### [GIVEN TASK]
Extract the final stretch of the data: the line that contains "[point] conagua logo" and every line after it, unaltered, and no other lines.

================================

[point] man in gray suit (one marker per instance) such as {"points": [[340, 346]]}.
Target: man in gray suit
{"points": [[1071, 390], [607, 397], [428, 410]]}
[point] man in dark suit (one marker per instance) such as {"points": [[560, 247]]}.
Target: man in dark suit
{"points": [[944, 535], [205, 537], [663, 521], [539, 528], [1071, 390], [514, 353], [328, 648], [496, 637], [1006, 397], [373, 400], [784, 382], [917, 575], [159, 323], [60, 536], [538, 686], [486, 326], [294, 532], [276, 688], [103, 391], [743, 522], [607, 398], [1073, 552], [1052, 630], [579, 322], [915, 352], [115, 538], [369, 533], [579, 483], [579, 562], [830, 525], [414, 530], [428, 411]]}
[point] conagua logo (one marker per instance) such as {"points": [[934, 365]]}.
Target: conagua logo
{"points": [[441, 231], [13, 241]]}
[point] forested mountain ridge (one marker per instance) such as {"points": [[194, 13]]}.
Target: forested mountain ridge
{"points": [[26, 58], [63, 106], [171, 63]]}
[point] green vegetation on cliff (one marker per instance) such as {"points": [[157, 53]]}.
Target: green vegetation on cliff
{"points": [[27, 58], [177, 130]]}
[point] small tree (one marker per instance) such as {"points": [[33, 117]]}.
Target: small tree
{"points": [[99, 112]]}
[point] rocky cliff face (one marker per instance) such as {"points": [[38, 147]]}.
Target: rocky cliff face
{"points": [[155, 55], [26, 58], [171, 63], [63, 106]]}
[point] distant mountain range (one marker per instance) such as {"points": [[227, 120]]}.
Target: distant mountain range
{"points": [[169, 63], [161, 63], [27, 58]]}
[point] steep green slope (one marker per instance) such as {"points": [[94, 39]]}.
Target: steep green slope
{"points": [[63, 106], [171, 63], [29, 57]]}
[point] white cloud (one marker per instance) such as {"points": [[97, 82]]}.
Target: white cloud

================================

### [EXERCISE OUTPUT]
[point] conagua logo (one marker per instance) such as {"points": [[934, 365]]}.
Target: conagua logo
{"points": [[441, 231], [13, 241]]}
[point] forested mountain ridge (one marker per instance) such as {"points": [[194, 13]]}.
Target: forested mountain ridge
{"points": [[26, 58], [63, 106], [171, 63]]}
[point] green vegetation on cliff (one marker per instance) such as {"points": [[157, 53]]}.
Target: green vegetation on cliff
{"points": [[27, 58], [177, 130]]}
[point] small tree (one marker per instance) such as {"points": [[33, 117]]}.
Target: small tree
{"points": [[99, 112]]}
[point] rocky cliff face (one marker per instance) such as {"points": [[38, 147]]}.
Target: rocky cliff face
{"points": [[155, 55], [26, 58], [171, 63], [63, 106]]}
[point] distant mountain range (one marker per instance) such as {"points": [[227, 120]]}.
Target: distant mountain range
{"points": [[169, 63], [161, 63], [27, 58]]}
[point] steep green slope (one marker per instance) such as {"points": [[94, 39]]}.
Target: steep green slope
{"points": [[63, 106], [171, 63], [29, 57]]}
[point] white cloud (one marker per instance) such as {"points": [[97, 82]]}.
Target: white cloud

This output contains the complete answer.